• CONSIGNES
A) Condensez sous forme de liste le paragraphe du texte sur l'oraison qui commence par « D’après le P. de Caussade », en conservant ses faits essentiels.
B) Rédigez la suite du texte sur l'oraison, à partir de la fin du passage reproduit ci-dessous.

··· TEXTE SOURCE ···

D’après le P. de Caussade, on peut comparer l’activité que nous déployons dans ces états d’oraison à celle qui se trahit chez une âme passionnée lorsqu’elle se repose dans la vue et la jouissance de l’objet de sa passion : « Il faut savoir, dit-il, que l’esprit et le cœur ne se reposent pas à la manière du corps, mais plutôt en continuant leur action d’une manière plus simple, plus douce et qui charme notre âme. Ainsi, quand un avare laisse reposer son esprit et son cœur, c’est-à-dire ses pensées et ses affections dans ses richesses, comme l’ambitieux dans les objets qu’il ambitionne, et chacun dans ce qu’il aime, ni les uns ni les autres ne laissent pas pour cela d’agir : ils ne sont nullement oisifs, mais, au contraire, fort criminellement occupés. Or, si la corruption de la nature peut opérer ce long et criminel repos en des créatures dont on se sera fait de vaines idoles, faut-il s’étonner que l’habitude, qui est une seconde nature, et la grâce, encore plus forte, puissent opérer le saint repos d’esprit et de cœur que les bonnes âmes trouvent en pensant à Dieu, leur véritable centre, en goûtant Dieu, leur unique trésor ? » Instruction sur les états d’oraison, Perpignan, 1741 ; Paris, 1892, 1895, part. II", dial. prélim.

··· EXTRAITS DES LIGNES ···

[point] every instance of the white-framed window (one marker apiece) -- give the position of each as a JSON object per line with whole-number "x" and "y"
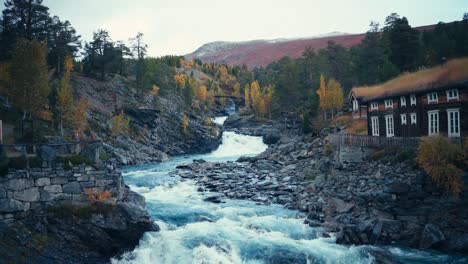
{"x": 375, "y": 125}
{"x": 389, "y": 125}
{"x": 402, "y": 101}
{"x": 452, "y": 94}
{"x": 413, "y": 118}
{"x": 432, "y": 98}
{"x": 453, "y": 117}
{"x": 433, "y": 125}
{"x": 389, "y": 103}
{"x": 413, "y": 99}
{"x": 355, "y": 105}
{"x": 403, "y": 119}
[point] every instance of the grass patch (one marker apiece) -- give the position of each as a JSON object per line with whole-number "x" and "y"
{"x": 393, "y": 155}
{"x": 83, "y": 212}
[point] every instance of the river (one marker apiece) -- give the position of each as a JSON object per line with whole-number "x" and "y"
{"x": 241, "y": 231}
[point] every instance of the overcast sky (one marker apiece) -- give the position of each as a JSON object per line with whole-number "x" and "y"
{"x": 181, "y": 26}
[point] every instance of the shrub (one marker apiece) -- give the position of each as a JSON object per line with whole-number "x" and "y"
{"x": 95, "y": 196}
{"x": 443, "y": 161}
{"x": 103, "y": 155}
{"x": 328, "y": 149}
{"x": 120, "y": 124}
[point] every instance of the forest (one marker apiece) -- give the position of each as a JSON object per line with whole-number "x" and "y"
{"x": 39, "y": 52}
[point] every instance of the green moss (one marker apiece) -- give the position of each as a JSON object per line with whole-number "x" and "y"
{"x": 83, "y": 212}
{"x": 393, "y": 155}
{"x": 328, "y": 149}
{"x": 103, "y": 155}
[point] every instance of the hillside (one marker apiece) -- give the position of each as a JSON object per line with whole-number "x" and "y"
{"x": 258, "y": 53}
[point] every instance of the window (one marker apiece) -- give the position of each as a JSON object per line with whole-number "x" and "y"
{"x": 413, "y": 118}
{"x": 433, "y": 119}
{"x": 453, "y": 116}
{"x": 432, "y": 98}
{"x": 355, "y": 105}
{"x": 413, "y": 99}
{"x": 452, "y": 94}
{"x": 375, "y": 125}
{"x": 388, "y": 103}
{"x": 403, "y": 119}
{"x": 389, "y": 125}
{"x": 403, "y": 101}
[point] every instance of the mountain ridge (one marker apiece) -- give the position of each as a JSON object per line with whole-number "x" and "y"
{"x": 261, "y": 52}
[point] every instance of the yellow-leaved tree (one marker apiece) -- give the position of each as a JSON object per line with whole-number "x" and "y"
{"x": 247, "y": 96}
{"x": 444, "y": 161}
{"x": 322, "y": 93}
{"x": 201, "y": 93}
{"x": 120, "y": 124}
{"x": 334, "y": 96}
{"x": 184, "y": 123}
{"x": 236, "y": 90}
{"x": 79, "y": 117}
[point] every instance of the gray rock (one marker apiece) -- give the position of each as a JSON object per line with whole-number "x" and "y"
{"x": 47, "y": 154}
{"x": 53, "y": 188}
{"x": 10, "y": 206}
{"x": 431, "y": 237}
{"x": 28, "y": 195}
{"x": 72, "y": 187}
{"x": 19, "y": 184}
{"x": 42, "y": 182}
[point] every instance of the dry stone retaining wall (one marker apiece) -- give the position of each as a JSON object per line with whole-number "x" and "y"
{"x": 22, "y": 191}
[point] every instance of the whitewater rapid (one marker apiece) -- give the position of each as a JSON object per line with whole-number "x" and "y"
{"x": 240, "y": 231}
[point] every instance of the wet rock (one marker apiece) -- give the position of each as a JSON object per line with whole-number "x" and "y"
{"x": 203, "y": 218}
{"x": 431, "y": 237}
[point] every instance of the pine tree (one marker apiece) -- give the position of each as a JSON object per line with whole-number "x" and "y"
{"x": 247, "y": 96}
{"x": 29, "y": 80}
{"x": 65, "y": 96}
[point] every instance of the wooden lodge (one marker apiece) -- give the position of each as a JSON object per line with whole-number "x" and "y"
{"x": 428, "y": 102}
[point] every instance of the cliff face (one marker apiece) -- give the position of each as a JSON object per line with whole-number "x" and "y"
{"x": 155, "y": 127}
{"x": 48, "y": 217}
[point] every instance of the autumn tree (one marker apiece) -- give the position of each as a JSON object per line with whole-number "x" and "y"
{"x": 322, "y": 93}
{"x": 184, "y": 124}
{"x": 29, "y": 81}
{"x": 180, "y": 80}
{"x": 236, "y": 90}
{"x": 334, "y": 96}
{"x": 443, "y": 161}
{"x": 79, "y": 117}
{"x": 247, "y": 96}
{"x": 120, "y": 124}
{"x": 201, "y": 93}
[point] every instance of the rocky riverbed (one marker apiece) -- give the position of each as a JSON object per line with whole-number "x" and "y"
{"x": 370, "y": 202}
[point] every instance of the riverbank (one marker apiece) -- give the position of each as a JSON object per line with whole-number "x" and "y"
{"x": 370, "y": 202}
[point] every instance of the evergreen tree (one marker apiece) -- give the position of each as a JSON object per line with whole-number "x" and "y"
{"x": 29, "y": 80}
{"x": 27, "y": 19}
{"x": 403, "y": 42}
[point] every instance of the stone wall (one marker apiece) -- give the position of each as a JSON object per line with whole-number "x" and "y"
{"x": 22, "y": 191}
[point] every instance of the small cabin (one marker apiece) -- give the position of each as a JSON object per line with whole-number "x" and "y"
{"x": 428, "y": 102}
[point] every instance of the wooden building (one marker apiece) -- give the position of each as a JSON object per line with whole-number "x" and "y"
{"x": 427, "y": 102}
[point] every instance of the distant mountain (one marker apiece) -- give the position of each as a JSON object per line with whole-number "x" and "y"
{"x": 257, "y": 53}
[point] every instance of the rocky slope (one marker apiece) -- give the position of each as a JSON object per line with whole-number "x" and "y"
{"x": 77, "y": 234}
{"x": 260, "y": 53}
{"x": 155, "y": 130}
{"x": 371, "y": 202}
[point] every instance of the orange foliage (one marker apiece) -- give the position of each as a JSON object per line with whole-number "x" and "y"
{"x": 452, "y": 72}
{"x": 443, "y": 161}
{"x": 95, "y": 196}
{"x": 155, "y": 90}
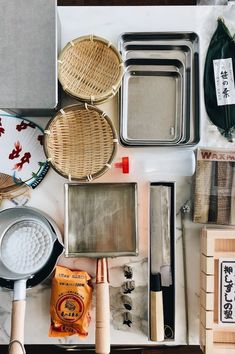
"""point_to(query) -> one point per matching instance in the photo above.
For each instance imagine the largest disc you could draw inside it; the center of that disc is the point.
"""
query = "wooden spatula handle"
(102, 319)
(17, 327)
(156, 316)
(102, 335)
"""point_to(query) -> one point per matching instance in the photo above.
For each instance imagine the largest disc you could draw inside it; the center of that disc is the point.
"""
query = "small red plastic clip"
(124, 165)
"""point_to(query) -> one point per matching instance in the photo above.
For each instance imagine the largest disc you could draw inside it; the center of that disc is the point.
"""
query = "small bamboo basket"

···

• RÉPONSES DANS L'ORDRE
A)
- Le P. de Caussade compare l’activité de l’âme dans les états d’oraison à celle d’une âme passionnée qui se repose dans la vue et la jouissance de l’objet de sa passion.
- L’esprit et le cœur ne se reposent pas comme le corps. Ils poursuivent leur action d’une manière plus simple, plus douce et qui charme l’âme.
- L’avare qui se repose dans ses richesses, l’ambitieux dans ce qu’il ambitionne et chacun dans ce qu’il aime ne sont pas oisifs : ils sont « fort criminellement occupés ».
- Si la corruption de la nature produit ce repos criminel en de vaines idoles, l’habitude (une seconde nature) et la grâce (encore plus forte) peuvent produire le saint repos que les bonnes âmes trouvent en Dieu, leur véritable centre et leur unique trésor.
- Source citée : Instruction sur les états d’oraison, Perpignan, 1741 ; Paris, 1892, 1895, part. II, dial. prélim.

B)
6° Serait-ce une témérité présomptueuse que de désirer la grâce de la contemplation acquise et de la solliciter de Dieu ? Non certes : « On n’est ni téméraire, ni présomptueux, dit Gerson, parce qu’on désire un genre d’oraison qui doit nous faire aimer Dieu de tout notre cœur. Les ecclésiastiques, les religieux, tous ceux, en un mot, qui se sont consacrés à Dieu, ont même le devoir de s’adonner à la contemplation. » De monte contempl., c. xxviii. « Lorsqu’une âme, dit à son tour Alvarez de Paz, s’est corrigée de ses défauts et qu’elle a triomphé de ses inclinations désordonnées ; lorsque de plus elle s’est longtemps exercée à méditer, elle peut et doit ambitionner de monter plus haut, s’essayer à la contemplation et renouveler avec humilité ses tentatives. .. Ayons à cœur de ne pas demeurer toujours des enfants ; devenons des hommes par la pratique généreuse de la mortification et acquérons ainsi le droit de tendre à une oraison plus élevée. » De inquisilione pacis, 1. V, part. II, c. xiii.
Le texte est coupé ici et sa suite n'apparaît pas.